DATASET section start

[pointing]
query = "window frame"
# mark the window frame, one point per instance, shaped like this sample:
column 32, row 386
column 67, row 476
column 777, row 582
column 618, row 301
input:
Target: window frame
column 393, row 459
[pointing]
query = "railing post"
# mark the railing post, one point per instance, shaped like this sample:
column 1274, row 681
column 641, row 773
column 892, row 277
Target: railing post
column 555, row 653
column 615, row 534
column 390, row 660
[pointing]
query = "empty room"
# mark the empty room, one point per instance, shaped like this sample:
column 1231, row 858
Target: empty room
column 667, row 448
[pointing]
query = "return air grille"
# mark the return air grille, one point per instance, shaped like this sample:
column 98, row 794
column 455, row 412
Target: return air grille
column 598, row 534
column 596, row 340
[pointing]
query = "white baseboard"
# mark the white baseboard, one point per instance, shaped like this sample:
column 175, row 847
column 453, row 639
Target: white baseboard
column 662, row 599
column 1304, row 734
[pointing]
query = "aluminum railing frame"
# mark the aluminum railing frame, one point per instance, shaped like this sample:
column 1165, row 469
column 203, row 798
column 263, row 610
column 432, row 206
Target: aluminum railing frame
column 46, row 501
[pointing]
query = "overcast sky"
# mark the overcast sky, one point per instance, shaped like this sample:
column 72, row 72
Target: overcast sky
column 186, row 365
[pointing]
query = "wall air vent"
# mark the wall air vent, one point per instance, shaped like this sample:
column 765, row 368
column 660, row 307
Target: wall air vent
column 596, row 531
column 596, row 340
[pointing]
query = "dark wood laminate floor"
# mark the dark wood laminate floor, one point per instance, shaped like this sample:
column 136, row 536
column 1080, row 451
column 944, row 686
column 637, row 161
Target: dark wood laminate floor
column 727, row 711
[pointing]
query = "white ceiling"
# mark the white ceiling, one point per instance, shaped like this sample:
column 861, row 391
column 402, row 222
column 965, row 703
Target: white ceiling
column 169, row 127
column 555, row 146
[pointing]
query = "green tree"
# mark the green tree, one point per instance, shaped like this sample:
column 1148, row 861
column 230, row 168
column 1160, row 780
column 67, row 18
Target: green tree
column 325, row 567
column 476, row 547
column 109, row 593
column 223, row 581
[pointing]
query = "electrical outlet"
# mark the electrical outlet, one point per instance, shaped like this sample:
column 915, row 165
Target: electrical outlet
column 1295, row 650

DATASET section end

Repeat the whole listing word for word.

▶ _WORKED SOLUTION_:
[pointing]
query = "window frame"
# mark the window frame, one point per instance, shaped like this sample:
column 32, row 386
column 67, row 476
column 777, row 582
column 618, row 301
input:
Target: window frame
column 393, row 459
[pointing]
query = "railing post"
# mark the railing post, one point per instance, shaped like this sample:
column 1274, row 681
column 641, row 773
column 892, row 277
Target: railing post
column 555, row 653
column 615, row 534
column 390, row 660
[pointing]
query = "empty room"
# mark the empty room, one point per instance, shaped like this sample:
column 1231, row 858
Target: empty room
column 667, row 448
[pointing]
query = "return air grille"
# mark the return air grille, one point per instance, shaped like this sample:
column 98, row 794
column 455, row 412
Target: return air grille
column 598, row 534
column 596, row 340
[pointing]
query = "white baseboard"
# mark the white baseboard, one point per instance, shaped like this sample:
column 175, row 847
column 453, row 639
Target: white baseboard
column 662, row 599
column 1304, row 734
[pointing]
query = "aluminum railing frame"
# mark the aluminum railing frame, one point per instance, shaped like this sample:
column 1165, row 469
column 203, row 798
column 263, row 610
column 432, row 206
Target: aluminum railing frame
column 46, row 501
[pointing]
query = "overcast sky"
# mark the overcast sky, one point per instance, shaped like this sample:
column 72, row 72
Target: overcast sky
column 186, row 365
[pointing]
query = "wall air vent"
# mark the wall air vent, one point per instance, shaped like this sample:
column 765, row 368
column 660, row 307
Target: wall air vent
column 596, row 531
column 596, row 340
[pointing]
query = "dark wood laminate floor"
# mark the dark wood laminate floor, one point per instance, shaped like this sample:
column 136, row 536
column 1080, row 451
column 944, row 686
column 637, row 161
Target: dark wood laminate floor
column 727, row 711
[pointing]
query = "white ceiling"
# mark the white ceiling, one point per instance, shaped like this sample:
column 861, row 391
column 402, row 222
column 965, row 703
Target: white ceiling
column 169, row 127
column 555, row 146
[pointing]
query = "green tree"
# mark the green tree, one point per instance, shaped like this sample:
column 1148, row 861
column 230, row 168
column 1160, row 780
column 67, row 18
Target: green tree
column 325, row 567
column 476, row 547
column 109, row 593
column 223, row 581
[pointing]
query = "electrical outlet"
# mark the electrical outlet, one point per instance, shaped like this sample:
column 915, row 165
Target: electrical outlet
column 1295, row 650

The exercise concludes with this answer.